Stored dataset items
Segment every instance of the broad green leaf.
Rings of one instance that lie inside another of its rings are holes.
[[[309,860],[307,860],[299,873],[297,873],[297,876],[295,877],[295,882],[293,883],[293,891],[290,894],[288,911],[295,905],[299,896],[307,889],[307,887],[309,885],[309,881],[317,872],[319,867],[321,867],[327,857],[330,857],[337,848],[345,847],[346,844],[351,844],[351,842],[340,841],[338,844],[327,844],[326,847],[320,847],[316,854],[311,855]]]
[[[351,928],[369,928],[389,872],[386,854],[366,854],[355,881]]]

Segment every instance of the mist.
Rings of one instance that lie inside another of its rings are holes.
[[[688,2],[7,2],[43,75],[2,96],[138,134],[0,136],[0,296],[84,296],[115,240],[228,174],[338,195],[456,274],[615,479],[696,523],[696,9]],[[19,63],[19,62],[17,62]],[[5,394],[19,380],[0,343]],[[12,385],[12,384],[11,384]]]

» **PROBLEM REQUIREMENTS**:
Please repeat the listing above word for word, leaving every line unchanged.

» **OUTPUT OF THE TASK**:
Segment every instance of the broad green leaf.
Rings of one instance that lie inside another of its rings are holes.
[[[309,860],[307,860],[299,873],[297,873],[297,876],[295,877],[295,882],[293,883],[293,891],[290,894],[288,911],[295,905],[299,896],[307,889],[307,887],[309,885],[309,881],[317,872],[319,867],[321,867],[327,857],[330,857],[337,848],[345,847],[346,844],[351,844],[351,842],[340,841],[338,844],[327,844],[326,847],[320,847],[316,854],[311,855]]]
[[[351,928],[369,928],[389,872],[386,854],[366,854],[355,881]]]

Segment every instance of the mist.
Rings of one instance that lie inside another of its rings are holes.
[[[688,2],[7,2],[43,75],[2,96],[138,134],[0,136],[0,296],[84,296],[115,240],[228,174],[338,195],[456,274],[615,479],[696,523],[696,9]],[[19,63],[19,62],[17,62]],[[5,394],[19,380],[0,343]],[[12,385],[12,384],[11,384]]]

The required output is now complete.